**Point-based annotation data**
════════════════════
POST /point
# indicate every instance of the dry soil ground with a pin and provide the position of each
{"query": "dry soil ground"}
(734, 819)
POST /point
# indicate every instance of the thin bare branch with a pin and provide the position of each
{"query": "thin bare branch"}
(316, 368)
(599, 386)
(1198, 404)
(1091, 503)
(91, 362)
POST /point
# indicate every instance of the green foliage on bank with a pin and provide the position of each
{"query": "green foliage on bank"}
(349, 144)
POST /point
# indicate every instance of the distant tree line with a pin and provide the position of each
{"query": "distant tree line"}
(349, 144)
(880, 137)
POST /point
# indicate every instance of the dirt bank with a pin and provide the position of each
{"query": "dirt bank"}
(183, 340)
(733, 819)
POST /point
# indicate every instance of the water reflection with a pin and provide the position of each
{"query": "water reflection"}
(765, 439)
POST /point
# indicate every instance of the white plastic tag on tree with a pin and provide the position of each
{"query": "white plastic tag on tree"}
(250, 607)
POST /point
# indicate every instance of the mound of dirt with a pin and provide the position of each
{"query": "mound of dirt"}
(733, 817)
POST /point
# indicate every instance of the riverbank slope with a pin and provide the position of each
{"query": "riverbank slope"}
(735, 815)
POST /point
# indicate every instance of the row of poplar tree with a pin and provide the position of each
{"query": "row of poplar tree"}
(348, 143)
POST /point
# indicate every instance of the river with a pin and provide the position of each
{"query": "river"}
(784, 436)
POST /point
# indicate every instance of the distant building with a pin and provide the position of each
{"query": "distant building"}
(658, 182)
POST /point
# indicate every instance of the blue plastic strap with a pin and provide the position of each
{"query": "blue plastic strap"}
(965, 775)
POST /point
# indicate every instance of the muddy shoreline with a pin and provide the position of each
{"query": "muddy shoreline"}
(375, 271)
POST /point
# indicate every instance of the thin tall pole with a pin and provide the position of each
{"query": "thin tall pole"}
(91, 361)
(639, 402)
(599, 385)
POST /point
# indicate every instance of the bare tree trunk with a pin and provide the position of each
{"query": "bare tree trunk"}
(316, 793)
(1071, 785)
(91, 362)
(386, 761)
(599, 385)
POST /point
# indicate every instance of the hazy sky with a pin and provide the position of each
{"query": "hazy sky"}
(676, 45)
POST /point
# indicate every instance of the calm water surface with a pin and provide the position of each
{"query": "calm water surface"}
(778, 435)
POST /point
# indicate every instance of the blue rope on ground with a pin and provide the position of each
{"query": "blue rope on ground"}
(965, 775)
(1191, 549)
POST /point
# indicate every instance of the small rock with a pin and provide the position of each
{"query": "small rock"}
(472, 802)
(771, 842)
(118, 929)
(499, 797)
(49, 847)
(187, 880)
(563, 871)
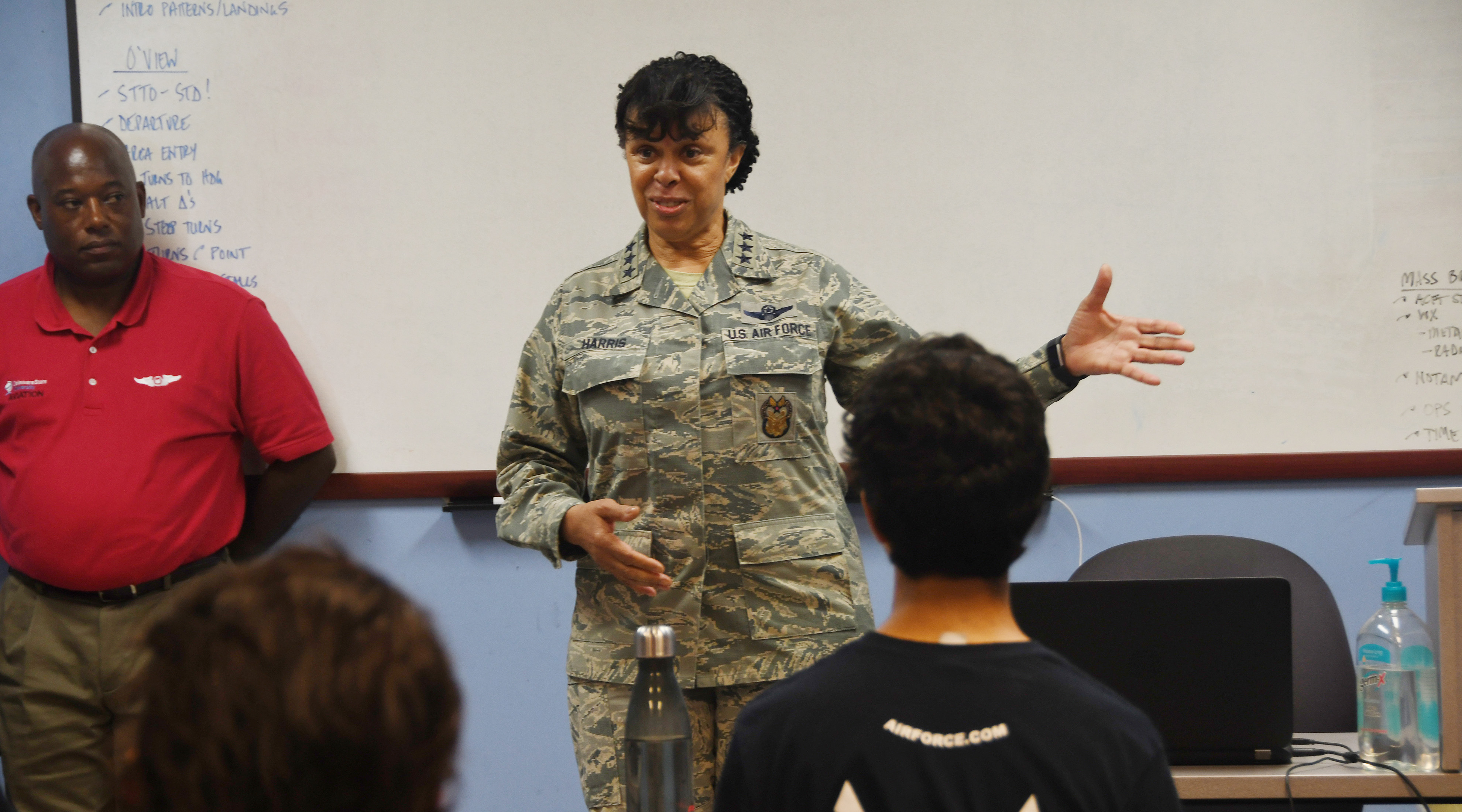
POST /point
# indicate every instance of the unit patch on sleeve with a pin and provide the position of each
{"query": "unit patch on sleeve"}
(775, 417)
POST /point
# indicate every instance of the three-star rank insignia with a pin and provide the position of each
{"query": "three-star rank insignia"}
(775, 418)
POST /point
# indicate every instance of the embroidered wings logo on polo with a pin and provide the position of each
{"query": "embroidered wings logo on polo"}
(768, 313)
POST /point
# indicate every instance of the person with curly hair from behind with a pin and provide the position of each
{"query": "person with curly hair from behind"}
(296, 684)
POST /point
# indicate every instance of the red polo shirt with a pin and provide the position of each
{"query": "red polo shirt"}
(120, 453)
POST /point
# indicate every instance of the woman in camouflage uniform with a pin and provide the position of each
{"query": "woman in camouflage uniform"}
(669, 429)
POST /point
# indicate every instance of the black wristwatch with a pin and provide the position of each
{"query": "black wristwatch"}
(1058, 360)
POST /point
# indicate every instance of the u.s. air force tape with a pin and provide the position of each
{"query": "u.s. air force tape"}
(803, 329)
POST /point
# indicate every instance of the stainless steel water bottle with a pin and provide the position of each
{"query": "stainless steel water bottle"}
(657, 734)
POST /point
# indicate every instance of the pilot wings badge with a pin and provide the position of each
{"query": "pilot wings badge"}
(775, 418)
(765, 314)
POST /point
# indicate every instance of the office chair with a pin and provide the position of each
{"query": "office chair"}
(1324, 672)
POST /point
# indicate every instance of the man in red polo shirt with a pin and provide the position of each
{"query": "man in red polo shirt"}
(132, 386)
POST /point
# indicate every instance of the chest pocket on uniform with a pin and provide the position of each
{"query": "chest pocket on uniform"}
(796, 576)
(775, 386)
(610, 409)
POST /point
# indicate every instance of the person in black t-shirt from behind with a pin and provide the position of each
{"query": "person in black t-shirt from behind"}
(948, 708)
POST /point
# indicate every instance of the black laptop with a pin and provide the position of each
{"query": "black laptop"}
(1207, 659)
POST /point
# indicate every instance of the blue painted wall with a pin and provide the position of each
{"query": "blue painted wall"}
(505, 612)
(36, 96)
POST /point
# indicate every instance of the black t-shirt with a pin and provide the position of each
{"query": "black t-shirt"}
(929, 728)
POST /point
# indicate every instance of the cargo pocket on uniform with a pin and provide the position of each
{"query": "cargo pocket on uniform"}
(774, 408)
(607, 611)
(795, 576)
(610, 404)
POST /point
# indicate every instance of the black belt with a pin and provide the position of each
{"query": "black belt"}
(122, 595)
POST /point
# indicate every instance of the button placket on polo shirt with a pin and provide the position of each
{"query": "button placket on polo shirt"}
(93, 379)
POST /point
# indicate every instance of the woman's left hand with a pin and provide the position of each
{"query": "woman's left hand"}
(1100, 342)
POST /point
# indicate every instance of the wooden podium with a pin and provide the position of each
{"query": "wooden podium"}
(1436, 523)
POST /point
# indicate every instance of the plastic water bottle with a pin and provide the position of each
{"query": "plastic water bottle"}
(1397, 684)
(657, 734)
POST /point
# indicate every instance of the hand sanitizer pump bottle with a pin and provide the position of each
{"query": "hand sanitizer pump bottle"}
(657, 732)
(1397, 684)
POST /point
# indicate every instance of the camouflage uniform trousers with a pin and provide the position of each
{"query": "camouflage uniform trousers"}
(597, 713)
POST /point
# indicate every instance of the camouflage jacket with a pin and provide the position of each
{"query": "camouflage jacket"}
(708, 412)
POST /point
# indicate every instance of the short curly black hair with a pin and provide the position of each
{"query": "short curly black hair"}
(675, 94)
(948, 444)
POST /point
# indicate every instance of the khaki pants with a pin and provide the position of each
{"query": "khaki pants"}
(597, 713)
(61, 672)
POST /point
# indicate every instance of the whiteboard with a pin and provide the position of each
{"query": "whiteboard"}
(405, 185)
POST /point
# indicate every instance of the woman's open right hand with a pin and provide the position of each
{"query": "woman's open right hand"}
(591, 526)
════════════════════
The data above needs to be retyped exactly, with the images left out.

**RESULT FOR THIS EXERCISE**
POST /point
# indicate every instance of the dry soil ground with a pin and provide the position of each
{"query": "dry soil ground"}
(734, 819)
POST /point
# indicate every instance of the thin bare branch with a pin and provide the position of each
{"query": "thin bare branch"}
(316, 368)
(599, 386)
(1198, 404)
(1091, 503)
(91, 362)
POST /point
# indicate every instance of the green foliage on bank with a pin and provide the position of each
{"query": "green foliage on bank"}
(349, 144)
POST /point
# indicate every instance of the distant tree line with a pin and provide the position of each
{"query": "distant tree line"}
(349, 144)
(880, 137)
POST /point
# indicate every instance of the dirt bank with a pin and provide the position of each
{"query": "dirt bank"}
(183, 340)
(733, 819)
POST /point
# indicate every instance of the water reflection with a pin and provide the position of each
{"query": "water reflection"}
(765, 439)
POST /point
# indicate every instance of the white plastic tag on tree with a pin and provide the position of each
{"query": "white plastic tag on tree"}
(250, 607)
POST /point
# indicate every instance of the mound of dirt with a pin and provide the position of each
{"query": "mound of dirt"}
(733, 817)
POST /point
# indicate every instance of the riverbank slope with a pin and provide the position of each
{"query": "riverbank slope"}
(735, 815)
POST /point
# indicate every instance of the row of poplar tree with a pin and provide the position of each
{"query": "row of poplar tree"}
(348, 143)
POST /point
# indicate every instance of the river with a pin and provide the position of each
{"query": "river"}
(784, 436)
POST /point
# indicate every instance of the distant building with a pin and provide the position of each
{"query": "distant building"}
(658, 182)
POST /point
# indicate every instance of the blue plastic strap with a pin and provide the position of each
{"query": "blue plastic strap"}
(965, 775)
POST /point
# indicate every instance of the muddy shoreline with a pin and provide the position of each
{"query": "muddy shoreline"}
(375, 271)
POST /point
# indicate every instance of the thin tall pole with a pin and provide the position of each
{"query": "thin tall pole"}
(91, 361)
(639, 402)
(599, 385)
POST /point
# indicate every instance of the bare tree trunk with a pin and provide the position of each
{"query": "bare tree trunk"}
(316, 793)
(1071, 785)
(91, 362)
(386, 761)
(599, 385)
POST /point
# indicate every instance of the hazy sky with a pin and provide the position of each
{"query": "hazy sky"}
(676, 45)
POST /point
# indicate every instance of the calm water surface with a pin and provide the position of each
{"query": "calm water surface"}
(778, 435)
POST /point
# indicate every instance of the blue rope on ground with a pin and provide the position of each
{"query": "blue rope on ground"}
(965, 775)
(1191, 549)
POST /point
# indicate every instance of the small rock with a pin and provide the position of each
{"query": "small rock"}
(472, 802)
(771, 842)
(118, 929)
(499, 797)
(49, 847)
(187, 880)
(563, 871)
POST /point
# indicate every instance of the unit patch on sleeve with a pin and provide the position of each
{"query": "unit patch on sleeve"}
(775, 417)
POST /point
# indicate every instance of the three-star rank insignia with a pin and provide the position of each
{"query": "three-star rank insignia"}
(775, 418)
POST /point
# indicate every instance of the embroidered wings logo on polo with a pin and provide the position of each
{"query": "embroidered wings logo on polo"}
(768, 313)
POST /point
# indicate every instance of the person with curly hair from behind with a pin and provide the position of each
{"query": "person with curly hair from behind"}
(296, 684)
POST /point
# indicate every instance of the red polo shirt with a pin and provide the position of each
{"query": "red polo shirt"}
(120, 453)
POST /point
# indicate every instance of the woman in camouflage uniform with a pin and provide the position of each
{"query": "woman in camouflage uniform"}
(669, 429)
POST /point
# indicate every instance of the black wristwatch with a pin and provide the position of each
{"query": "black wristwatch"}
(1058, 360)
POST /point
# indicate every instance of the u.s. air force tape with a pin and provide the position of each
{"query": "u.s. air force tape"}
(803, 329)
POST /point
# indicate every instance of the stainless steel water bottle with a pin and provide the position of each
{"query": "stainless steel water bottle"}
(657, 734)
POST /point
# indicate every instance of the pilot wings badge with a pin and provide the position of each
{"query": "pilot wings badge"}
(775, 418)
(765, 314)
POST /point
# indicate every instance of the office chair with a pin and provide the position of each
{"query": "office chair"}
(1324, 672)
POST /point
# indicate every instance of the man in red polo shirt with a pin and provide the position of each
{"query": "man in red polo shirt"}
(132, 386)
POST /point
# indicate every instance of the chest pocket on uniform with a pin and provide the position of each
{"query": "chest pocket on uniform"}
(796, 576)
(775, 386)
(610, 409)
POST /point
# indicate every instance of the person in black t-shirt from behind with a pin and provide the position of each
{"query": "person in black t-shirt from behind"}
(948, 708)
POST /point
# indicate every instance of the black laptop with a pin and provide the position of each
{"query": "black laptop"}
(1207, 659)
POST /point
# indicate every instance of the blue painted wall with a pin and provide the position of each
{"query": "blue painted wall"}
(505, 612)
(36, 96)
POST /point
# indicate every instance of the black t-shirt with a pin and provide the position of each
{"query": "black t-shirt"}
(929, 728)
POST /point
# indicate every instance of the cargo pocket on uniform with a pin and provide the position of each
{"query": "cargo pocket on uniform"}
(774, 408)
(607, 611)
(795, 576)
(610, 404)
POST /point
# indicate every instance of the black belt with a pin and provide the position of each
{"query": "black belt"}
(122, 595)
POST /point
# indicate every instance of the button placket on polo shirt with a pin and provide the position of each
{"query": "button placket on polo shirt"}
(93, 379)
POST /point
# indicate every instance of the woman's left hand with a pin and provide the position of each
{"query": "woman's left hand"}
(1100, 342)
POST /point
# indicate every instance of the wooden podium with a pin and provide the position of each
{"query": "wooden podium"}
(1436, 523)
POST /point
# indicate every instance of the plastic water bottle with a pin and provide the position of each
{"query": "plastic water bottle"}
(1397, 684)
(657, 734)
POST /point
# indicate every instance of the hand sanitizer pump bottle with a pin and provide the position of each
{"query": "hand sanitizer pump bottle"}
(657, 732)
(1397, 684)
POST /point
# indicate every instance of the camouflage uniform trousers with a pin and provide the position of each
{"query": "camouflage uniform trousers"}
(597, 713)
POST /point
# indicate every instance of the camouflage jacket with a pin and provide the position of each
{"query": "camouflage jacket"}
(708, 412)
POST /point
# indicate every instance of the short curly black hair with a pin and provide the position of each
{"query": "short curly black hair"}
(675, 94)
(948, 444)
POST /point
# indicate every instance of the khaki pants with a pin and provide the position of each
{"query": "khaki pants"}
(597, 713)
(61, 672)
POST /point
# indicate every instance of the whiteboard with a pin and provide the position of each
{"query": "whiteboard"}
(405, 185)
POST /point
# indicate every instance of the woman's open right hand with a pin and provide the position of each
{"query": "woman's open right hand"}
(591, 526)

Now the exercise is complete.